▶ [TEXTE SOURCE]:
**********

Nonfiction.fr- Ce nouveau modèle de développement, que la gauche française, avec ses partenaires internationaux, a pour tâche de concevoir le plus clairement possible, est d’abord, dites-vous dans votre livre, affaire d’ambition démocratique. Dans les pas de Jaurès, qui revendiquait "la démocratie jusqu’au bout", vous affirmez vouloir "la démocratie à tous les étages". Qu’entendez-vous par là ? Aspirez-vous à un modèle de démocratie participative, où tous les citoyens participent à l’élaboration de la décision publique, ou pensez-vous qu’il est possible d’aller plus loin, vers un modèle de démocratie délibérative, au sens où, comme l’explique Jürgen Harbermas, les citoyens sont eux-mêmes responsables de la prise de décision ?

Jean-Louis Bianco- On parlait à l’instant de vision d’avenir pour notre société et de la stratégie de changement à adopter. Pour le coup, la démocratie est un outil de changement. Je plaide pour une démocratie à la fois participative, décentralisée, sociale et parlementaire. Tout se tient. On ne peut pas isoler la démocratie participative du reste. C’est vraiment un mouvement d’ensemble du fonctionnement de la société que je vise et que je propose.

**********

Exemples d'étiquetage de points

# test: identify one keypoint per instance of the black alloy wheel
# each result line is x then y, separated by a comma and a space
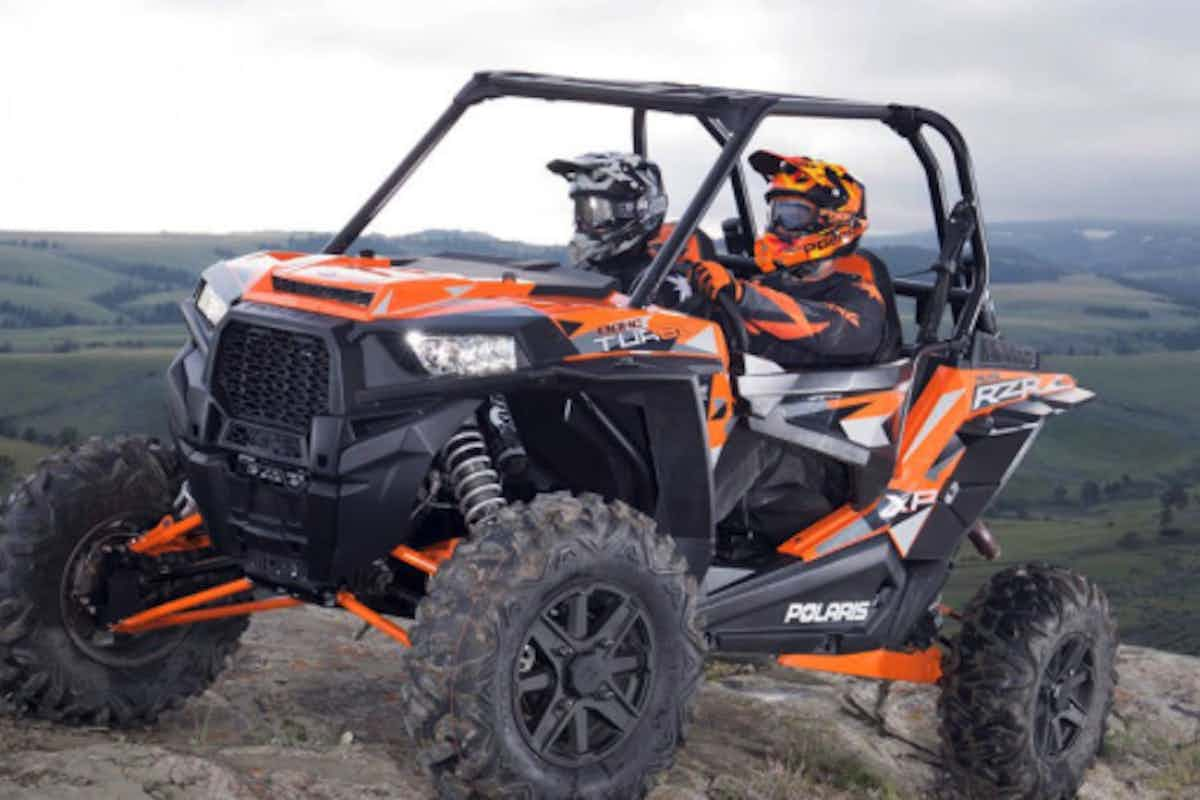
583, 674
1065, 697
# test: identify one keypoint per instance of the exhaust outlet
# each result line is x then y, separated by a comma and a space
984, 542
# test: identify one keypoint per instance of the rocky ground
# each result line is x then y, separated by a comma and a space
309, 713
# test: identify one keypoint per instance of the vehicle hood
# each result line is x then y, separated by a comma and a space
379, 288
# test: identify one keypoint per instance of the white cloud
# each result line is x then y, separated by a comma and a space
250, 115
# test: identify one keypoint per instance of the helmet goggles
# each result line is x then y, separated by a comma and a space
791, 216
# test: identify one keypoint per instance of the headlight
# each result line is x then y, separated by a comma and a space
474, 354
210, 304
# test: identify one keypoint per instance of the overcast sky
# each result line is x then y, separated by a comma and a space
207, 115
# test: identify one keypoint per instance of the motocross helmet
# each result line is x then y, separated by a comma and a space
816, 211
619, 204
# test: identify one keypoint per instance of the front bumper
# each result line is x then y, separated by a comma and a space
307, 510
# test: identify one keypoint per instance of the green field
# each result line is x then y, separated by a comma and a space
1086, 313
1150, 578
101, 391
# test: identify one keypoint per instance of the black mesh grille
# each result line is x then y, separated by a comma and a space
267, 374
322, 292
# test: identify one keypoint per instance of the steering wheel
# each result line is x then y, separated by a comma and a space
697, 305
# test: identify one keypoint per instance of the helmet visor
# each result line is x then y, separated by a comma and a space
597, 212
792, 215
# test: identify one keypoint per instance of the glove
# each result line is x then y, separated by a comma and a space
711, 280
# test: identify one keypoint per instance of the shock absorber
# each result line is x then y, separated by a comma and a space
472, 477
508, 452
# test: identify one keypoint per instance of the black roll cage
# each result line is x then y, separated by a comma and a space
731, 116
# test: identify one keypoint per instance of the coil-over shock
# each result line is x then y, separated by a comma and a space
471, 470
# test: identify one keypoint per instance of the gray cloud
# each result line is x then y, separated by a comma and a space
199, 115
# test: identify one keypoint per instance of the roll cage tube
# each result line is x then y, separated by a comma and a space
729, 114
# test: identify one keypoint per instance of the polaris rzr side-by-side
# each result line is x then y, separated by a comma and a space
526, 461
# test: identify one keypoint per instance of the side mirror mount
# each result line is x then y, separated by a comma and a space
736, 240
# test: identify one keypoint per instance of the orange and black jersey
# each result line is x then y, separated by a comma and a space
840, 319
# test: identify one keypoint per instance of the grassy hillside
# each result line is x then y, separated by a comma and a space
1144, 423
1150, 578
100, 391
1086, 312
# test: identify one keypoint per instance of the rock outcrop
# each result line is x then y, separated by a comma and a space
309, 713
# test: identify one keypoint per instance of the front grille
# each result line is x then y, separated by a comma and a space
273, 443
271, 376
322, 292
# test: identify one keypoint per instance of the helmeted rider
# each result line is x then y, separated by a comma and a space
817, 301
619, 210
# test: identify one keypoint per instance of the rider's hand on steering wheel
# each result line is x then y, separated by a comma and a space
712, 280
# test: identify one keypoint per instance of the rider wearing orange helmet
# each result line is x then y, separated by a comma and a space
817, 300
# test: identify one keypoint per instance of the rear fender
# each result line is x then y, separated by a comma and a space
960, 441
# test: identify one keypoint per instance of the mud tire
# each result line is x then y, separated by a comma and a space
473, 621
1013, 630
43, 672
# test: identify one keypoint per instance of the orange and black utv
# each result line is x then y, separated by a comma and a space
526, 461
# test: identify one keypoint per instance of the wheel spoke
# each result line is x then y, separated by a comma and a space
580, 722
1074, 715
535, 681
618, 624
577, 615
1056, 737
623, 665
550, 638
1073, 683
616, 709
1042, 723
1073, 659
550, 727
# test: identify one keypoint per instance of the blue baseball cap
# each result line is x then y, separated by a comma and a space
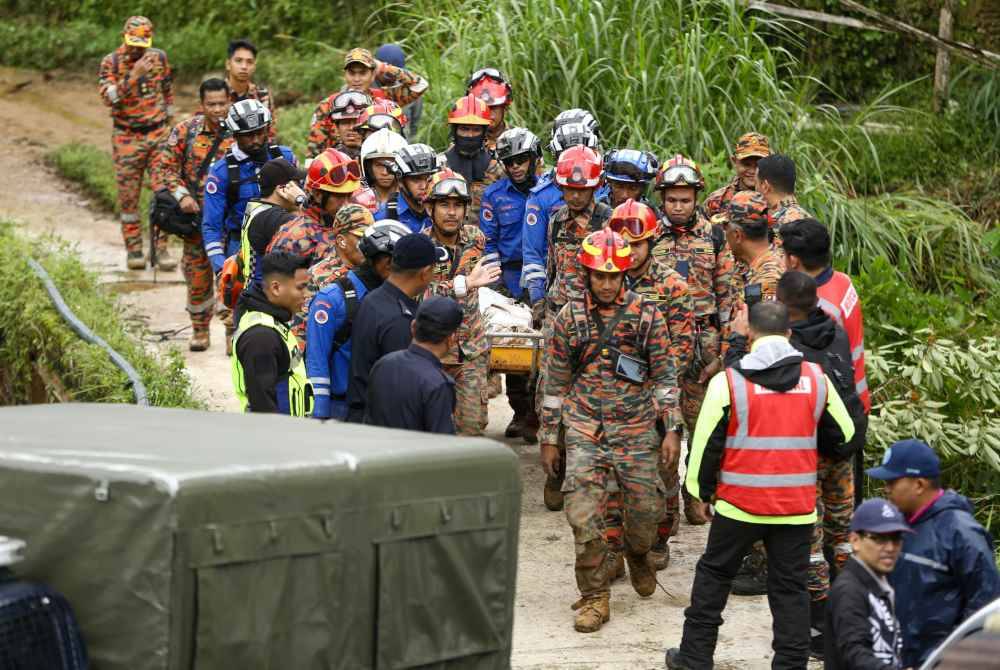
907, 458
879, 516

**********

▶ [CONSIGNES DE L'EXERCICE]:
• a. Dans l'entretien sur la démocratie, pour quelle forme de démocratie Jean-Louis Bianco dit-il plaider ?
• b. Reprenez l'entretien sur la démocratie à la suite de sa dernière phrase et prolongez la réponse de Jean-Louis Bianco.
Les lignes ne jouent aucun rôle ici.

▶ [RÉSULTATS FINAUX]:
• a. Il plaide pour une démocratie à la fois participative, décentralisée, sociale et parlementaire.

• b.
Ensuite, la démocratie participative, ce n’est pas que l’élaboration de la décision, c’est aussi l’évaluation de la décision. Et je pense qu’il ne serait pas très difficile de concilier à la fois le rôle du Parlement et l’évaluation très décentralisé des décisions, en laissant des initiatives qui pourraient être celles de citoyens, de la société civile, d’universitaires, de think thanks, de partis politiques, de personnes aux responsabilités dans les collectivités locales. On pourrait organiser des débats pour évaluer les effets du RSA, de la politique de solidarité, de l’adoption, etc. Et le Parlement devrait cadrer, aider et tirer les leçons de cette évaluation, une évaluation citoyenne et non pas selon des critères trop comptables et très technocratiques.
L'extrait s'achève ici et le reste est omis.